▶ Избранный отрывок:
◇ ◇ ◇ ◇
О себе/ Бор. Зайцев // Возрождение. – 1957. – Тетрадь 70 (октябрь). – С. 24-29:

 

Б. К. ЗАЙЦЕВ

 

Выписка из письма от 4 января 1944 года

 

Предлагаю рукопись очерк «О себѣ» и добавляю еще нѣкоторыя внѣшнія данныя.

Родился я 29 января 1881 года в Орлѣ. Учился в Калугѣ — среднее образованіе. Затѣм в Москвѣ и Петербургѣ. В Императорском Техническом Училищѣ, Горном Институтѣ и Московском Университетѣ — нигжѣ толку не было, всюду бросал. Печататься начал с 1901 года. Первая книжка разсказоов вышла в 1906 году (издательство Шиповник). С тѣх пор печатался в главнѣйших журналах, газетах и альманахах того времени.

Ставил в театрѣ пьесы («Усадьба Ланиных», в Москвѣ у Корша в 1915-1916 годах).

В 1921-22 годах был, до отъѣзда заграницу, Предсѣдателем Московскаго Союза Писателей.

 

// 24

 

За 42 года с лишним писанія, выпустил 19 книг, да двѣ лежат в рукописи (второй и третій том «Путешествія Глѣба»).

На иностранных языках вышло десятка полтора. Есть кое-что по-японски. Вот приблизительно мой послужной список.

 

«О СЕБѢ»

 

…Я начал с импрессіонизма. Именно тогда, когда впервые ощутил новый для себя тип писанія: «безсюжетный разсказ-поэму», с тѣх пор, считаю, и стал писателем. Мучительны томленія юности, когда себя ищешь, не находишь, временами отчаиваешься, впадаешь во мрак и все кажется безсмысленным. Но уж очевидно, через это надо пройти.

Мнѣ было около двадцати лѣт. Писать хотѣлось, внутреннее давленіе росло. Но я знал, что не могу писать так, как тогда писали в толстых журналах «повѣсти и разсказы». Долго довольно ходил вокруг да около, и наконец «это» пришло. Разумѣется, новое уже носилось в воздухѣ. И собственная душа была уже душой ХХ-го, а не XIX-го вѣка. Надо было только нѣчто в ней оформить.

Я возвращался однажды весною в Москву из Царицына, дачной мѣстности, гдѣ жил Леонид Андреев. Мы только что познакомились. Провели с ним цѣлый вечер на его дачѣ, на опушкѣ березоваго лѣса, были молоды, возбуждены, что-то ораторствовали о литературѣ; барышни, сестры его, в свѣтлых лѣтних платьицах, слушали нас почтительно, разливая чай на террасѣ, при благоуханіи нѣжных берез, гудѣніи жуков майских. Потом в теплой мглѣ ночи он меня провожал. И вот поѣзд помчал меня к Москвѣ. Я стоял у окна и смотрѣл, в волненіи и почти восторгѣ. Поѣзд прогрохотал по мосту над рѣкой, туман расползался по лугам. Вдалекѣ блестѣла огнями Москва. Легкое зарево стояло над ней.
◇ ◇ ◇ ◇
▶ Задание 1:
Определите, согласуются ли с избранным отрывком утверждения (а), (б) и (в). Для каждого ответьте «да» или «нет» и точно процитируйте решающие слова отрывка.
(а) Автор родился в Орле в 1881 году.
(б) Первая книга рассказов автора вышла в 1901 году.
(в) До отъезда за границу автор был председателем Московского союза писателей.
▶ Задание 2:
Перепечатайте из избранного отрывка весь текст от слов «На иностранных языках» и вплоть до слов «это надо пройти.».
Записи, приведённые далее, взяты из другого источника.
◇ ◇ ◇ ◇
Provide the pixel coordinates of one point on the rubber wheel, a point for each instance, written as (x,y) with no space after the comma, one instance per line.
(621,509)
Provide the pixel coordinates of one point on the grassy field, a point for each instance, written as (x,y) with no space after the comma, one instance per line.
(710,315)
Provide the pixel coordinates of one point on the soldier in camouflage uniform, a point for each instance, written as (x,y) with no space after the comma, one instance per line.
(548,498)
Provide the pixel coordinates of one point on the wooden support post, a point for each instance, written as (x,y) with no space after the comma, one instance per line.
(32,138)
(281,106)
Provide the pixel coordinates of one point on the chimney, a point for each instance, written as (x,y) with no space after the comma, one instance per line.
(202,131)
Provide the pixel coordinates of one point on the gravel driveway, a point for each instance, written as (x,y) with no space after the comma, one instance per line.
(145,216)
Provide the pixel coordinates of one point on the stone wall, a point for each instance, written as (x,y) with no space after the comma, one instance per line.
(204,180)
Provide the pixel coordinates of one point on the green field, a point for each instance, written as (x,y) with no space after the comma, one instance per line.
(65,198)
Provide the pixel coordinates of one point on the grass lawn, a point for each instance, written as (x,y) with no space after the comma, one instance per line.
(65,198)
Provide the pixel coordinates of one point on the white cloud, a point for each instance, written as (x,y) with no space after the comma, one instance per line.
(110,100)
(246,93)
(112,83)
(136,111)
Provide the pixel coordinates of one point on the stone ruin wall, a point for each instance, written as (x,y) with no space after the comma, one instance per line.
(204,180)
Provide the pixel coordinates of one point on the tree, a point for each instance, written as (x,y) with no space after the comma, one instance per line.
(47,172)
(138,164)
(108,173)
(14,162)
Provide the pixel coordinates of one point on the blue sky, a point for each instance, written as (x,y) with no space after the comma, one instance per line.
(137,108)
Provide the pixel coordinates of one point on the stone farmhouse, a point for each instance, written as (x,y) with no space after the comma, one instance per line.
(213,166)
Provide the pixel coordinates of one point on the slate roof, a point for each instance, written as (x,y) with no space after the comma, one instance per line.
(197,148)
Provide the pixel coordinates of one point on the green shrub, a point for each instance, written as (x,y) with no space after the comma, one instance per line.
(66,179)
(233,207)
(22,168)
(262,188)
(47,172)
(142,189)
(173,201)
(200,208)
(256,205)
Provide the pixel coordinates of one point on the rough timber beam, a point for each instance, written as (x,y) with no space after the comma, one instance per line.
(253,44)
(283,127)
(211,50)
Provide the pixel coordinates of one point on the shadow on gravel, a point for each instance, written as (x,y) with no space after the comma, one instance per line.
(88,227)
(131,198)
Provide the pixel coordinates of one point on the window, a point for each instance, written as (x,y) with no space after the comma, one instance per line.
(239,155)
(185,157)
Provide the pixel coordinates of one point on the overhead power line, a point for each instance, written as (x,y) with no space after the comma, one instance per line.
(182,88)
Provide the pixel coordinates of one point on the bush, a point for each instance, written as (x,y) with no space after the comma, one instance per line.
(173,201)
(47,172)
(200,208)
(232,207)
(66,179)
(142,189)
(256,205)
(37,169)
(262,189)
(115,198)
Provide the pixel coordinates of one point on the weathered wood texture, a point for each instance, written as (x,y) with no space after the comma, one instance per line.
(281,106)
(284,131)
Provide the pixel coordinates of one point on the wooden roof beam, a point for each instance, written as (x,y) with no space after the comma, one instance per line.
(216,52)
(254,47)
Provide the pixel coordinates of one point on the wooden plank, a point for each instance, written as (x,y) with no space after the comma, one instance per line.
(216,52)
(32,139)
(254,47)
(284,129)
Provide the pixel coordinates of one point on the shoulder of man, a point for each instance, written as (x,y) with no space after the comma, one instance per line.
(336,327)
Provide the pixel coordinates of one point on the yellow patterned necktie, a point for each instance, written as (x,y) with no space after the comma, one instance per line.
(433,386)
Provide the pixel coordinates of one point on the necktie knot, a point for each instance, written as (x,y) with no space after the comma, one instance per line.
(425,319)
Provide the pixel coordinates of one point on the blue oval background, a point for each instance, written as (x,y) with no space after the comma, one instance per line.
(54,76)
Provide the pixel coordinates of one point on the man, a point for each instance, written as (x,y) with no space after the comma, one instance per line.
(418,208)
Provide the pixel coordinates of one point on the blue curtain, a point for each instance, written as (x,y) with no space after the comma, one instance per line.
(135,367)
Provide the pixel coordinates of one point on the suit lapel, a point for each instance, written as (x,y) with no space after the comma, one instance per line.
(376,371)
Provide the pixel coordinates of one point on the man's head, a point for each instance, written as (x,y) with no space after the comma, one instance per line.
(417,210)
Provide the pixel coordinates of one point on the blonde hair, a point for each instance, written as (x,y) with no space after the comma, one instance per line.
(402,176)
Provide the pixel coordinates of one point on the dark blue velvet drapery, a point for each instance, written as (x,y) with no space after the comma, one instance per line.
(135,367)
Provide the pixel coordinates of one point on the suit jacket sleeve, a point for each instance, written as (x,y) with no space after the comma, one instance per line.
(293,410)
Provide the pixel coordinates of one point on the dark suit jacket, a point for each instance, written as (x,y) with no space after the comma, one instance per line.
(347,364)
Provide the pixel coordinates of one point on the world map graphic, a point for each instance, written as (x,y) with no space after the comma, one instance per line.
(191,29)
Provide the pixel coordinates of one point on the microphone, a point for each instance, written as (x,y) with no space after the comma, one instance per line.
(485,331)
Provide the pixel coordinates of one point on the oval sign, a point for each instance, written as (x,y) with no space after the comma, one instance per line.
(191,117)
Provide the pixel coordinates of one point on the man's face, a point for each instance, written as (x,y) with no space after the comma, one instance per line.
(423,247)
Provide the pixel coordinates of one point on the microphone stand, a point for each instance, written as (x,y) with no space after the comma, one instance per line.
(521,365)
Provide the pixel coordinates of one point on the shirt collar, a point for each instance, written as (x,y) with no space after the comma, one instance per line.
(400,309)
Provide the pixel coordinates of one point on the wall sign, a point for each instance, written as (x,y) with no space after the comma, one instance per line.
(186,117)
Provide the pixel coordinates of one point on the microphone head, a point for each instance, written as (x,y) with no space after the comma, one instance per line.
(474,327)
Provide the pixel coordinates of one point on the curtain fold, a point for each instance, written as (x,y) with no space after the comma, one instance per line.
◇ ◇ ◇ ◇
▶ Полный ответ 1:
(а) Да: «Родился я 29 января 1881 года в Орлѣ».
(б) Нет: «вышла в 1906 году».
(в) Да: «В 1921-22 годах был, до отъѣзда заграницу, Предсѣдателем Московскаго Союза Писателей».

▶ Полный ответ 2:
На иностранных языках вышло десятка полтора. Есть кое-что по-японски. Вот приблизительно мой послужной список.

 

«О СЕБѢ»

 

…Я начал с импрессіонизма. Именно тогда, когда впервые ощутил новый для себя тип писанія: «безсюжетный разсказ-поэму», с тѣх пор, считаю, и стал писателем. Мучительны томленія юности, когда себя ищешь, не находишь, временами отчаиваешься, впадаешь во мрак и все кажется безсмысленным. Но уж очевидно, через это надо пройти.